State, as a number alone, how many lines of the data contain the string "window".

╔══

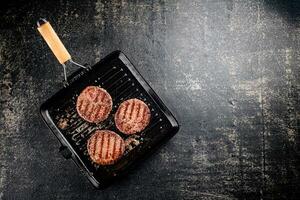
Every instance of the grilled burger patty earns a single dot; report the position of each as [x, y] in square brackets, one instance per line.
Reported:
[94, 104]
[105, 147]
[132, 116]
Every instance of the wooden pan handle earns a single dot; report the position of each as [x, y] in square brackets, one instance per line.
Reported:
[54, 42]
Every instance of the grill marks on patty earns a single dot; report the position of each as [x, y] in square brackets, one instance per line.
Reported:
[132, 116]
[105, 147]
[94, 104]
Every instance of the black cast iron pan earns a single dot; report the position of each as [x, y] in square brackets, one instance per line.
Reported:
[116, 74]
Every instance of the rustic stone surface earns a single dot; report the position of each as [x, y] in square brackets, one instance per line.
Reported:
[228, 69]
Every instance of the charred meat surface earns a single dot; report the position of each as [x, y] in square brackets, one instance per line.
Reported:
[105, 147]
[132, 116]
[94, 104]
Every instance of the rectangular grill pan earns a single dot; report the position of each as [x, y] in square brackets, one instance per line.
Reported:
[116, 74]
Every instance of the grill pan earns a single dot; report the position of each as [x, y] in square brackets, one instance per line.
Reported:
[116, 74]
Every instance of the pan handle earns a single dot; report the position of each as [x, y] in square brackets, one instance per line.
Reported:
[55, 44]
[53, 41]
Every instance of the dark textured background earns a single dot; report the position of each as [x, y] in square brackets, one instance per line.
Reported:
[228, 69]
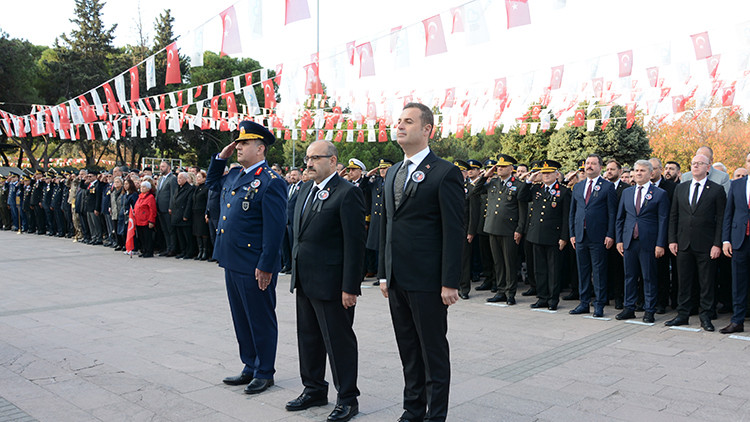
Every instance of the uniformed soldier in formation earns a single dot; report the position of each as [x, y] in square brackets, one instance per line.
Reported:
[253, 212]
[507, 199]
[548, 233]
[488, 266]
[376, 176]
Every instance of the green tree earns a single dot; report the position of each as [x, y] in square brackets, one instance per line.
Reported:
[571, 144]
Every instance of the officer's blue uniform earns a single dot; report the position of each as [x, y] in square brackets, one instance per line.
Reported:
[251, 228]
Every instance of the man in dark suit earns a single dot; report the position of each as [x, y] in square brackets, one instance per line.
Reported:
[695, 225]
[166, 186]
[507, 210]
[592, 229]
[641, 234]
[667, 279]
[547, 232]
[420, 262]
[615, 265]
[327, 260]
[736, 245]
[253, 213]
[286, 246]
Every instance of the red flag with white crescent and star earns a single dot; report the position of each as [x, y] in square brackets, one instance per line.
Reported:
[130, 241]
[173, 65]
[230, 39]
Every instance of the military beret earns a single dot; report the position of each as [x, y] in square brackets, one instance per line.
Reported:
[249, 130]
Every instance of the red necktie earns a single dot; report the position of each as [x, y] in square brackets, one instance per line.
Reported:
[637, 210]
[588, 190]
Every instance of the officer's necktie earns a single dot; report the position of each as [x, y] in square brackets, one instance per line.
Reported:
[310, 202]
[637, 210]
[588, 190]
[399, 182]
[694, 202]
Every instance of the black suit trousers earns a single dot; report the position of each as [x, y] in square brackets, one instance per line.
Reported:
[420, 321]
[324, 327]
[695, 267]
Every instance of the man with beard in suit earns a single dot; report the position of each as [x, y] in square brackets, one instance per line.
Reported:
[695, 225]
[327, 260]
[421, 238]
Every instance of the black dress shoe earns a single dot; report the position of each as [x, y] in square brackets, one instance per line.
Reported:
[580, 309]
[571, 296]
[539, 304]
[343, 412]
[625, 314]
[499, 297]
[530, 292]
[238, 379]
[258, 385]
[733, 328]
[306, 401]
[676, 321]
[706, 324]
[483, 286]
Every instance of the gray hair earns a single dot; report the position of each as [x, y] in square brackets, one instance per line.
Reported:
[644, 163]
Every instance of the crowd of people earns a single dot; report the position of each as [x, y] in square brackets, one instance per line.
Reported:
[644, 239]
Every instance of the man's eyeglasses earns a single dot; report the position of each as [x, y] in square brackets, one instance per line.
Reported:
[309, 158]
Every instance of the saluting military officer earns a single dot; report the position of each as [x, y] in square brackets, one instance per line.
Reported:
[548, 233]
[377, 176]
[488, 266]
[507, 210]
[253, 212]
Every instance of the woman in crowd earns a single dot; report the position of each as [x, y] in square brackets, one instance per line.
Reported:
[145, 219]
[200, 221]
[126, 200]
[181, 212]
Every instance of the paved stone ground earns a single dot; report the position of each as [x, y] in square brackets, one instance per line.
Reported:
[88, 334]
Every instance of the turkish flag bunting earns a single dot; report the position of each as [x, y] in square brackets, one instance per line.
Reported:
[458, 19]
[450, 97]
[580, 118]
[135, 91]
[556, 80]
[366, 60]
[230, 39]
[296, 10]
[653, 76]
[727, 96]
[111, 102]
[501, 89]
[269, 94]
[626, 63]
[713, 65]
[130, 240]
[231, 104]
[312, 80]
[701, 45]
[173, 65]
[518, 12]
[434, 36]
[678, 104]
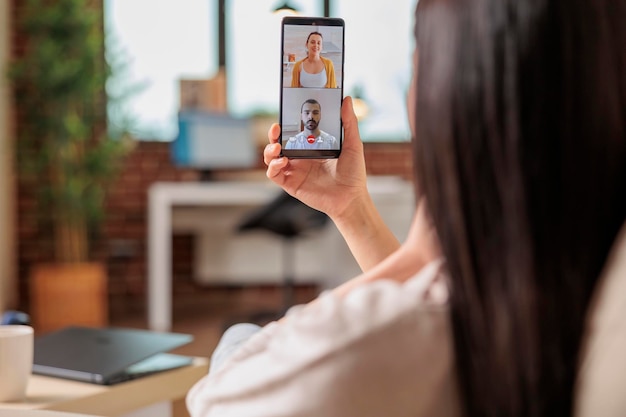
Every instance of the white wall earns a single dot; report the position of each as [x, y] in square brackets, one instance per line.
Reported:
[322, 257]
[7, 247]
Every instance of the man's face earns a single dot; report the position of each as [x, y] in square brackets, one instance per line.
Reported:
[311, 115]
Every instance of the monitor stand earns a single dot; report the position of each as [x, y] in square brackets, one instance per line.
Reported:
[207, 175]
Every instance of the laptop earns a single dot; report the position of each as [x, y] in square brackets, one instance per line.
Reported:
[107, 356]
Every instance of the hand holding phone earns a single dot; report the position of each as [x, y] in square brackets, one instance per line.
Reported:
[312, 58]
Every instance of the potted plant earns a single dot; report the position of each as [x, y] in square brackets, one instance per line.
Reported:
[64, 153]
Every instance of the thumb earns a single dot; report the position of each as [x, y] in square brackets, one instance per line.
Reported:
[350, 123]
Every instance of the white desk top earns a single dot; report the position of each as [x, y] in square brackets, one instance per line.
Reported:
[40, 413]
[47, 393]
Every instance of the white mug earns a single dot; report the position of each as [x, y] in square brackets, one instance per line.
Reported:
[16, 361]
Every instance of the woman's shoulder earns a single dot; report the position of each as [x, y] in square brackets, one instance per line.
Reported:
[387, 344]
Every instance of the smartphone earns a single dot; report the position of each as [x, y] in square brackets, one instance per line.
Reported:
[311, 86]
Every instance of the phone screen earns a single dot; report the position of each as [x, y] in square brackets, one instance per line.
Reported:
[312, 60]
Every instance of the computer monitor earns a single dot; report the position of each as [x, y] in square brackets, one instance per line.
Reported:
[213, 141]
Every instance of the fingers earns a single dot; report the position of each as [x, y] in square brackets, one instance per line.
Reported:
[271, 152]
[350, 123]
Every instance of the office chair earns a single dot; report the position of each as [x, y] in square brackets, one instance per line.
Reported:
[288, 218]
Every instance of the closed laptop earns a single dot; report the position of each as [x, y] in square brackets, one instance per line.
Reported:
[107, 355]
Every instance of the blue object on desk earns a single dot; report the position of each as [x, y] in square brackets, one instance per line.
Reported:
[15, 317]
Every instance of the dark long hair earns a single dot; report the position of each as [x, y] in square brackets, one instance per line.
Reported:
[520, 150]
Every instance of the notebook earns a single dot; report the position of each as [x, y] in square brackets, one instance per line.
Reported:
[107, 355]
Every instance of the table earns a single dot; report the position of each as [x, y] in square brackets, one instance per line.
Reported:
[56, 394]
[162, 197]
[392, 195]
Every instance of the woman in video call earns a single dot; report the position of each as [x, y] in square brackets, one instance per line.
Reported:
[314, 70]
[507, 297]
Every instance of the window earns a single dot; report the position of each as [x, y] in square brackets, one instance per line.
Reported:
[164, 40]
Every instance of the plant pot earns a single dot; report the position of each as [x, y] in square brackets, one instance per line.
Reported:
[62, 295]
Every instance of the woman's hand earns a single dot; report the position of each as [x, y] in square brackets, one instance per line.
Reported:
[337, 187]
[329, 185]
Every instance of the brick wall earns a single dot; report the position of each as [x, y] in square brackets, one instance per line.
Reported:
[121, 243]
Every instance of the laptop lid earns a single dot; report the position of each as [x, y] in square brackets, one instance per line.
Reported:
[99, 355]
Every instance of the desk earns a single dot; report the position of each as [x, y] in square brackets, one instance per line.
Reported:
[162, 197]
[393, 196]
[56, 394]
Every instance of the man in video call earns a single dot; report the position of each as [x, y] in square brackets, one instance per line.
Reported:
[311, 137]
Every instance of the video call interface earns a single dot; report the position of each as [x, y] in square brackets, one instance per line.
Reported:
[311, 100]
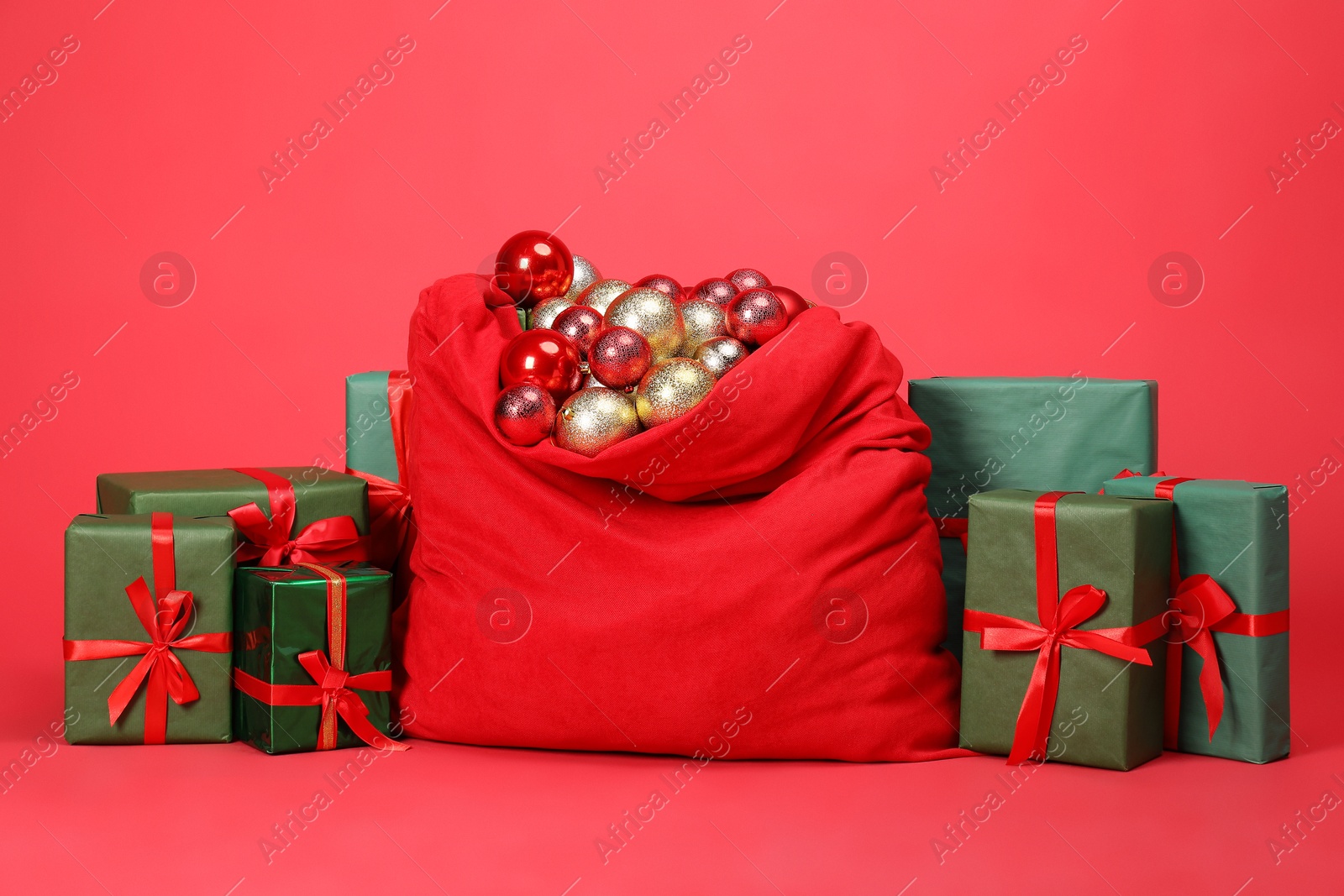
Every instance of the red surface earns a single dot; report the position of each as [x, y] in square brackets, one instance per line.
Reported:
[1164, 136]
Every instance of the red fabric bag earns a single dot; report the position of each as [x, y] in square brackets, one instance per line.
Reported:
[759, 579]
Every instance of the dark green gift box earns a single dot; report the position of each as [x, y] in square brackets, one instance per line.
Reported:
[105, 553]
[1236, 532]
[1068, 432]
[1109, 712]
[319, 493]
[369, 426]
[280, 614]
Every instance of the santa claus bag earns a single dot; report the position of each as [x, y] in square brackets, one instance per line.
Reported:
[757, 579]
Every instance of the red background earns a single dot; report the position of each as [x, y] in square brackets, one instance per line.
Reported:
[1032, 261]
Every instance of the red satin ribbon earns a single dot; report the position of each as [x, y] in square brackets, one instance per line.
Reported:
[333, 691]
[165, 622]
[1200, 607]
[1059, 618]
[953, 527]
[390, 503]
[270, 540]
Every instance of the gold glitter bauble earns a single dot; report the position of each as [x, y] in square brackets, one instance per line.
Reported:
[593, 419]
[654, 316]
[672, 389]
[544, 313]
[584, 277]
[703, 322]
[721, 355]
[602, 293]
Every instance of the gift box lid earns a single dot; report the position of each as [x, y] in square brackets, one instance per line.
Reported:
[319, 493]
[1068, 432]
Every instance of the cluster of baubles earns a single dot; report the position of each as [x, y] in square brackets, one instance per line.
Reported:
[602, 359]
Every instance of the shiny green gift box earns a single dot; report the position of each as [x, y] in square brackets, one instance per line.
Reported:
[369, 426]
[1070, 432]
[1236, 532]
[105, 553]
[1109, 711]
[281, 613]
[319, 493]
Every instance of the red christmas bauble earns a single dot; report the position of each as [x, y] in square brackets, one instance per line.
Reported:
[534, 266]
[748, 278]
[793, 302]
[620, 358]
[581, 325]
[756, 317]
[524, 414]
[717, 291]
[544, 358]
[664, 285]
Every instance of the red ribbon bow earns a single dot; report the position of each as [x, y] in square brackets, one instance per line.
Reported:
[272, 540]
[390, 503]
[165, 622]
[333, 689]
[333, 694]
[1063, 614]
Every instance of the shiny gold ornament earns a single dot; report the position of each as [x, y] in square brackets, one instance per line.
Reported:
[584, 277]
[672, 389]
[544, 313]
[654, 316]
[602, 293]
[593, 419]
[703, 322]
[721, 355]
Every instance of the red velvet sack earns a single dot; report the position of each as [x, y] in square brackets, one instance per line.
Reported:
[759, 579]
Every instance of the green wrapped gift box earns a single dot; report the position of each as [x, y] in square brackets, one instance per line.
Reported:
[312, 658]
[323, 513]
[1109, 707]
[370, 403]
[1236, 532]
[127, 584]
[378, 409]
[1025, 432]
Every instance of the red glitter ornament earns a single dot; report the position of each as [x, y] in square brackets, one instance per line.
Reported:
[620, 358]
[748, 278]
[581, 325]
[719, 291]
[756, 317]
[664, 285]
[534, 266]
[524, 414]
[544, 358]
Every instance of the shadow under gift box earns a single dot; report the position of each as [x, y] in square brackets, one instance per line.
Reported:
[1068, 432]
[282, 613]
[319, 493]
[1236, 532]
[105, 553]
[1121, 546]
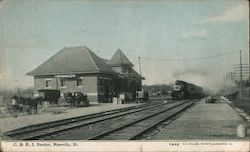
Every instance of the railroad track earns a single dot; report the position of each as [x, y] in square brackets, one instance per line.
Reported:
[134, 129]
[105, 125]
[46, 129]
[103, 130]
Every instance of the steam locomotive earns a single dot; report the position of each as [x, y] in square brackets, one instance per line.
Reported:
[184, 90]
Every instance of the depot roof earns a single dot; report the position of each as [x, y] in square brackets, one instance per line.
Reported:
[72, 60]
[119, 59]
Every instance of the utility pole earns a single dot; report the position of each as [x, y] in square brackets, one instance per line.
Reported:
[139, 58]
[241, 87]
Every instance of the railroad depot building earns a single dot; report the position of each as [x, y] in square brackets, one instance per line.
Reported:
[78, 69]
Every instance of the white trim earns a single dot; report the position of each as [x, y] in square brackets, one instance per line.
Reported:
[36, 95]
[92, 94]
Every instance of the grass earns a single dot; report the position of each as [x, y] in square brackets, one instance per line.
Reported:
[243, 104]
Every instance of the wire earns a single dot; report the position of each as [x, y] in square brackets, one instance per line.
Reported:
[190, 59]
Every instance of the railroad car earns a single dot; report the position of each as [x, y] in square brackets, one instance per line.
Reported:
[141, 96]
[184, 90]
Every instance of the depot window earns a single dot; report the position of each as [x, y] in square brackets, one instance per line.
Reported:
[62, 83]
[101, 82]
[79, 82]
[47, 83]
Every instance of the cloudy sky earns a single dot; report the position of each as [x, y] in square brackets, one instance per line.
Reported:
[193, 40]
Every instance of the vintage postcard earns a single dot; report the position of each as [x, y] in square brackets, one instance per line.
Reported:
[127, 75]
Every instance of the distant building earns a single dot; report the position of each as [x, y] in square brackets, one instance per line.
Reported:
[78, 69]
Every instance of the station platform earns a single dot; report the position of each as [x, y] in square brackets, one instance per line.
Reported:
[11, 123]
[204, 121]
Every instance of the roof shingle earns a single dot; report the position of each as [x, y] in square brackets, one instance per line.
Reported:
[72, 60]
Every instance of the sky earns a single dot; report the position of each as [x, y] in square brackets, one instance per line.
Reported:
[194, 40]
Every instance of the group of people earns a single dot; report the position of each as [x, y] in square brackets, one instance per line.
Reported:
[76, 99]
[20, 104]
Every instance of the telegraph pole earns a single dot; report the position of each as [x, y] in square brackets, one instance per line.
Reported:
[139, 58]
[241, 87]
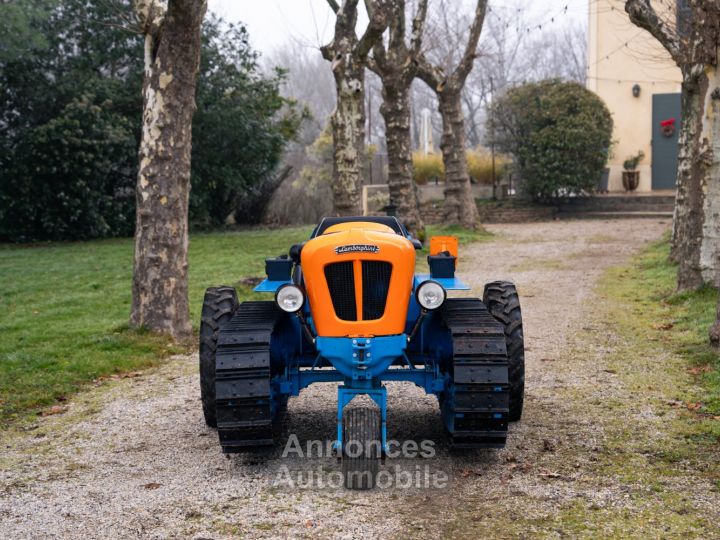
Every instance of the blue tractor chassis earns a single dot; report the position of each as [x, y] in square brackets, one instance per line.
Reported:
[362, 364]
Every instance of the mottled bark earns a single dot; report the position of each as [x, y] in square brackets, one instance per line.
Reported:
[172, 59]
[396, 66]
[691, 185]
[710, 155]
[348, 56]
[695, 242]
[348, 129]
[403, 195]
[459, 205]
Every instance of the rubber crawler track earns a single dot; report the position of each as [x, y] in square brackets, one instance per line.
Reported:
[479, 369]
[242, 377]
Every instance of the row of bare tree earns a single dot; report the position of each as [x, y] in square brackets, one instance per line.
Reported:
[693, 41]
[397, 61]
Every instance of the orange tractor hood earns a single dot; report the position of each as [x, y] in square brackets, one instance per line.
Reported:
[364, 248]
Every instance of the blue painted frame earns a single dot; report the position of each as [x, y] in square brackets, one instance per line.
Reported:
[449, 284]
[270, 286]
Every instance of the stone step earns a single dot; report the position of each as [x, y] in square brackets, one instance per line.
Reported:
[615, 201]
[614, 215]
[618, 208]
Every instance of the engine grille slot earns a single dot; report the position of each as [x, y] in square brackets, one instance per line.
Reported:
[341, 283]
[376, 284]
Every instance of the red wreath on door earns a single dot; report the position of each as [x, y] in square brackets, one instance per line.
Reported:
[667, 127]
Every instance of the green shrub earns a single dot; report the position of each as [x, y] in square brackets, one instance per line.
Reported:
[72, 178]
[559, 134]
[480, 165]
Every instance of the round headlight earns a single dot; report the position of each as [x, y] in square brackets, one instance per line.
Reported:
[289, 298]
[430, 295]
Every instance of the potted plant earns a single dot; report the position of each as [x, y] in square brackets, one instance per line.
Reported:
[631, 176]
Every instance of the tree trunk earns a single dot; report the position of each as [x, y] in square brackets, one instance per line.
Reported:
[396, 113]
[348, 122]
[695, 227]
[710, 247]
[160, 281]
[460, 204]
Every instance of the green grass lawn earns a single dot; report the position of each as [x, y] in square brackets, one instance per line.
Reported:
[64, 308]
[652, 312]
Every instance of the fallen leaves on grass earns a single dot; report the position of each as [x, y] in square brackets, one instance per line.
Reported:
[549, 474]
[699, 370]
[55, 409]
[662, 326]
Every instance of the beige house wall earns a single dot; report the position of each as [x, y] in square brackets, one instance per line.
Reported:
[621, 55]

╚══

#### [TASK RESPONSE]
2